§ DIRECTIVE
Reproduce all the entries precisely.

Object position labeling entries
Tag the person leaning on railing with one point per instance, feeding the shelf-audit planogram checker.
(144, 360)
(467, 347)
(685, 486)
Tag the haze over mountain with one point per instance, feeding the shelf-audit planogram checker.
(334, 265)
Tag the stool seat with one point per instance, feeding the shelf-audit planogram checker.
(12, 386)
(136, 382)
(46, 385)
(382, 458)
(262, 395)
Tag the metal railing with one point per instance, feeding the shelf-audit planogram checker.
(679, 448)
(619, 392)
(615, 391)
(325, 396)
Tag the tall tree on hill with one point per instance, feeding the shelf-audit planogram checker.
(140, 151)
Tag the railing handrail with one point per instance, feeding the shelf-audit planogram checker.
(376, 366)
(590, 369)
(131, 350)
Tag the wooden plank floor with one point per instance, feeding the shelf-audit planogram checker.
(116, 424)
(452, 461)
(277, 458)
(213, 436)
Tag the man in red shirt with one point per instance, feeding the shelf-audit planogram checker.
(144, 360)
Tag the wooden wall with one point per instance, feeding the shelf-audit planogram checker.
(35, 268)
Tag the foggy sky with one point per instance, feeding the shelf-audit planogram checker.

§ PROBLEM SOLUTION
Tag the person leaning on railing with one point per instance, feeding the shelf-audit planogram checker.
(144, 360)
(467, 347)
(685, 486)
Tag the haze over mountain with one point per instance, feeding the shelf-audit planogram checker.
(334, 265)
Tag the stool seat with one point per instance, feeding the shelf-audit planogram checker.
(12, 386)
(136, 382)
(46, 385)
(382, 458)
(262, 395)
Tag the metal railing with one point per instance, feeding the shelf-audit planogram checker.
(679, 448)
(619, 392)
(615, 391)
(325, 396)
Tag the tall tree on hill with one point per instance, feeding the shelf-audit planogram checker.
(140, 151)
Tag the railing handrail with one point per instance, feeding the shelf-audit planogram checker.
(376, 366)
(590, 369)
(131, 350)
Tag the wooden plank floor with one point per instance, feeding the shelf-audit planogram checker.
(116, 424)
(452, 461)
(277, 458)
(213, 436)
Tag the man in red shirt with one point per instance, feeding the shelf-audit planogram checker.
(144, 360)
Tag the wooden wall with one point per instance, feeding the shelf-audit planogram checker.
(35, 268)
Tag the foggy sky with one point per instance, feeding the shelf-audit planogram checker.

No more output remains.